*** SOURCE MATERIAL ***

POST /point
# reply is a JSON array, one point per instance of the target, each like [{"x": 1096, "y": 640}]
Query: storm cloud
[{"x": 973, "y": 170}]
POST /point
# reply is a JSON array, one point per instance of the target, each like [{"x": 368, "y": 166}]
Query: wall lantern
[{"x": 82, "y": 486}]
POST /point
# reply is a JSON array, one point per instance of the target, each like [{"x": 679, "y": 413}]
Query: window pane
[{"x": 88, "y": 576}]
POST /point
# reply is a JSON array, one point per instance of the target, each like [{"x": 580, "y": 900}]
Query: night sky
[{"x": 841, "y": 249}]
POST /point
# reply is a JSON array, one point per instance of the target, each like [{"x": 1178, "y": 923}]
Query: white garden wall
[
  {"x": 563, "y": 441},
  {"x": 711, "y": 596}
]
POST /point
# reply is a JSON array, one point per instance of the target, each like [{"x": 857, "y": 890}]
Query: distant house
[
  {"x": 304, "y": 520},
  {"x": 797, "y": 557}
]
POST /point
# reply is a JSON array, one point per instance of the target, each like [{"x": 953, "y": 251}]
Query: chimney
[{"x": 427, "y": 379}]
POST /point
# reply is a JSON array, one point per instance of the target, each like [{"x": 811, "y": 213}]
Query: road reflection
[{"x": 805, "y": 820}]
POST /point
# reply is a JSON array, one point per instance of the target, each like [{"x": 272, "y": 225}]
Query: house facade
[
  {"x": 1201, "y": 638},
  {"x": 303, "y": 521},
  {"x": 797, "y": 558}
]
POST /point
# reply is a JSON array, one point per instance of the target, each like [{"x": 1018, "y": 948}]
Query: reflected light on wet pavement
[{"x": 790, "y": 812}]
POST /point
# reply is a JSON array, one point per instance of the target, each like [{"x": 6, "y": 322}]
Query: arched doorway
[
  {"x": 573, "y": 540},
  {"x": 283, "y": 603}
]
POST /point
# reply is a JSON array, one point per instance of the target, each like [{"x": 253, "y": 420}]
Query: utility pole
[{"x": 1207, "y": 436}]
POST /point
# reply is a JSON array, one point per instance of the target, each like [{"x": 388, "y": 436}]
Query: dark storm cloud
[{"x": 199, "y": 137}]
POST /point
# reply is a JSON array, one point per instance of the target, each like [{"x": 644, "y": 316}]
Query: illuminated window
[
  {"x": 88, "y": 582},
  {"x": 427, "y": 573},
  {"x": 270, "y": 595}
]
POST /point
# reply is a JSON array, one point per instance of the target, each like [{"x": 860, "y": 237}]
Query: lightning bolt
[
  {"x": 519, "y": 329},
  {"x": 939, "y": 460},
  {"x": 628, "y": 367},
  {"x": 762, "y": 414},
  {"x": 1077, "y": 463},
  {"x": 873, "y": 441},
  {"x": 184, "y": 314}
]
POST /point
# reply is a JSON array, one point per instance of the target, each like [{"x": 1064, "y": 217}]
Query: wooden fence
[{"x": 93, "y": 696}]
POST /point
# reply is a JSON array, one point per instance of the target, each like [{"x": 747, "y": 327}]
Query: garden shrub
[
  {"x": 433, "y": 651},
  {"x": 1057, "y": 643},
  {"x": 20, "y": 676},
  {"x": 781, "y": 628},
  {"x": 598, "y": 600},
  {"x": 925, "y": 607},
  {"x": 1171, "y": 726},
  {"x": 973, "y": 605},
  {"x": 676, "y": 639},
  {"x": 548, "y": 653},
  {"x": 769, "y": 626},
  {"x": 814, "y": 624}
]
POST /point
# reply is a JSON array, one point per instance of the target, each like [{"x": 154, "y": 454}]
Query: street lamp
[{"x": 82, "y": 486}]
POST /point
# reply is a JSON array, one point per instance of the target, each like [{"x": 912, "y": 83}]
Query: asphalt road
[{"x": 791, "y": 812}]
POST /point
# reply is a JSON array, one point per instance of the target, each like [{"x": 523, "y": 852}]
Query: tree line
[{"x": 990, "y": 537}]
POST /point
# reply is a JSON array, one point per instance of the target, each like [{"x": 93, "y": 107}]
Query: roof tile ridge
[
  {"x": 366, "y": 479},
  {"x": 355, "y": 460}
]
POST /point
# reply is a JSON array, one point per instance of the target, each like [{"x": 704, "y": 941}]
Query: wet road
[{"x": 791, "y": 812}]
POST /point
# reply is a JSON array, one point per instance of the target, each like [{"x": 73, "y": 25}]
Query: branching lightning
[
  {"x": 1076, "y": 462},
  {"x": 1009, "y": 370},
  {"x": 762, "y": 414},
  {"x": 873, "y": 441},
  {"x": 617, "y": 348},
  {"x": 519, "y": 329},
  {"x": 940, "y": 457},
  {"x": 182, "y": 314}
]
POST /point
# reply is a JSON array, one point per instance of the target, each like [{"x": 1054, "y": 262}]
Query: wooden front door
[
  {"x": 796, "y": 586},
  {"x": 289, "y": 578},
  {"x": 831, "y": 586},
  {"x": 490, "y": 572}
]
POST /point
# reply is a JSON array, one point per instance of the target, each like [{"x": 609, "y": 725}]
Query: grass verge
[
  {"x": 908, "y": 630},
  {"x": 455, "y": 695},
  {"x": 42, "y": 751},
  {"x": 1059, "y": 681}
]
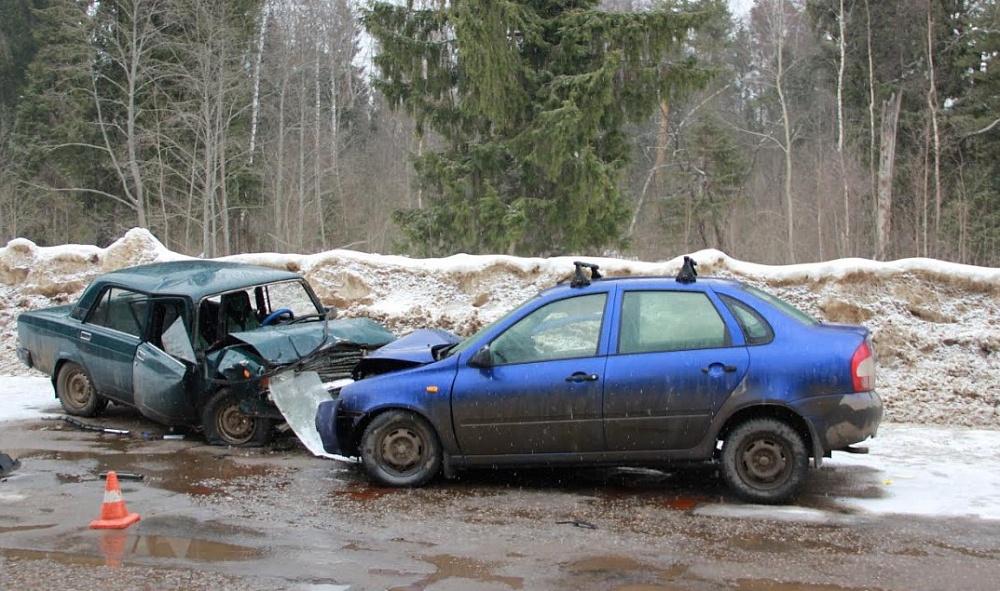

*** End of SOURCE MATERIAL ***

» **PROMPT**:
Output a verbatim copy of all entries above; no pictures go in it.

» **EXERCISE SOLUTION**:
POST /point
# reply is a JSON array, one point per instance of the target, each like [{"x": 1096, "y": 640}]
Query: storm cloud
[{"x": 973, "y": 170}]
POST /point
# reply is a JSON array, one point per instance of the target, each like [{"x": 368, "y": 166}]
Query: wall lantern
[{"x": 82, "y": 486}]
POST /point
# reply is a JSON array, one point per instance of the target, each like [{"x": 679, "y": 413}]
Query: window pane
[{"x": 88, "y": 576}]
POST /point
# reply is a JSON array, one point per instance of the target, each like [{"x": 580, "y": 900}]
Query: night sky
[{"x": 841, "y": 249}]
POST /point
# reply is a JSON array, one point per instance of the target, each like [{"x": 1178, "y": 923}]
Query: white garden wall
[
  {"x": 563, "y": 441},
  {"x": 711, "y": 596}
]
POST /point
# reply is a JSON array, one point per instance of the target, each like [{"x": 857, "y": 890}]
Query: distant house
[
  {"x": 304, "y": 520},
  {"x": 797, "y": 557}
]
POST /point
# reply is a JSON array, one point per instance of the target, each like [{"x": 953, "y": 251}]
Query: chimney
[{"x": 427, "y": 379}]
POST /point
# reply is a JSON array, one point per instance of the target, each like [{"x": 811, "y": 213}]
Query: road reflection
[{"x": 805, "y": 820}]
POST /point
# reply is a JSON array, one point per instance of the target, each like [{"x": 272, "y": 225}]
Query: house facade
[
  {"x": 1201, "y": 638},
  {"x": 303, "y": 521},
  {"x": 797, "y": 558}
]
POST /point
# reply is a JSON array, one point per instance of the target, each like [{"x": 1018, "y": 948}]
Query: reflected light on wet pavement
[{"x": 790, "y": 812}]
POST /point
# reply is a JSON array, one point per instance of the target, each like [{"x": 6, "y": 322}]
Query: arched doorway
[
  {"x": 573, "y": 540},
  {"x": 283, "y": 603}
]
POST /point
# reply is a JSON array, one point per instance of the target, each like [{"x": 253, "y": 420}]
Query: utility pole
[{"x": 1207, "y": 436}]
POST /point
# reply is a JSON array, one point per instance of the target, each like [{"x": 388, "y": 436}]
Query: dark storm cloud
[{"x": 199, "y": 137}]
POST /point
# reply is a JSON array, one point per instance of the target, each like [{"x": 644, "y": 316}]
Query: illuminated window
[
  {"x": 88, "y": 582},
  {"x": 427, "y": 573},
  {"x": 270, "y": 595}
]
POST /point
# reply is a JSON array, one point per instance of the target, each like [{"x": 860, "y": 237}]
Query: lightning bolt
[
  {"x": 519, "y": 329},
  {"x": 939, "y": 460},
  {"x": 628, "y": 367},
  {"x": 762, "y": 414},
  {"x": 1077, "y": 463},
  {"x": 873, "y": 441},
  {"x": 184, "y": 314}
]
POST /point
# reply is a JSON array, one point per instance of the target, each like [{"x": 1064, "y": 217}]
Query: wooden fence
[{"x": 93, "y": 696}]
POST /point
# reply is a JSON array, one point per instance of the target, each like [{"x": 747, "y": 327}]
Query: garden shrub
[
  {"x": 433, "y": 651},
  {"x": 1057, "y": 643},
  {"x": 20, "y": 676},
  {"x": 781, "y": 628},
  {"x": 598, "y": 600},
  {"x": 925, "y": 607},
  {"x": 1171, "y": 726},
  {"x": 973, "y": 605},
  {"x": 676, "y": 639},
  {"x": 548, "y": 653},
  {"x": 769, "y": 626},
  {"x": 814, "y": 624}
]
POST /point
# reply is a JSON array, one point per instance of the target, each like [{"x": 154, "y": 454}]
Query: street lamp
[{"x": 82, "y": 486}]
POST /point
# reply is a JSON array, one point per instance of the target, each like [{"x": 912, "y": 83}]
Query: asphalt road
[{"x": 791, "y": 812}]
POST /point
# reply is a JSON array, one point per instance of the target, each like [{"x": 523, "y": 852}]
Query: tree line
[{"x": 990, "y": 537}]
POST /point
# reply is a JSON array, one point per instance of the target, each like [{"x": 93, "y": 107}]
Query: roof tile ridge
[
  {"x": 366, "y": 479},
  {"x": 355, "y": 460}
]
POST /point
# reply is a JSON array, one point per instance of the target, each like [{"x": 704, "y": 941}]
Query: wet road
[{"x": 791, "y": 812}]
POST /point
# reply is a JSON array, one point per instance of the target, each like [{"x": 73, "y": 25}]
Query: branching lightning
[
  {"x": 1076, "y": 462},
  {"x": 1009, "y": 370},
  {"x": 762, "y": 414},
  {"x": 873, "y": 441},
  {"x": 617, "y": 348},
  {"x": 519, "y": 329},
  {"x": 940, "y": 457},
  {"x": 182, "y": 314}
]
POST /point
# reply is a JSON array, one point per instance of the target, each like [{"x": 1054, "y": 262}]
Query: wooden front door
[
  {"x": 796, "y": 586},
  {"x": 289, "y": 578},
  {"x": 831, "y": 586},
  {"x": 490, "y": 572}
]
POST /point
# reply is a JSON array, one point per instance of the target, each like [{"x": 609, "y": 725}]
Query: grass verge
[
  {"x": 908, "y": 630},
  {"x": 455, "y": 695},
  {"x": 42, "y": 751},
  {"x": 1059, "y": 681}
]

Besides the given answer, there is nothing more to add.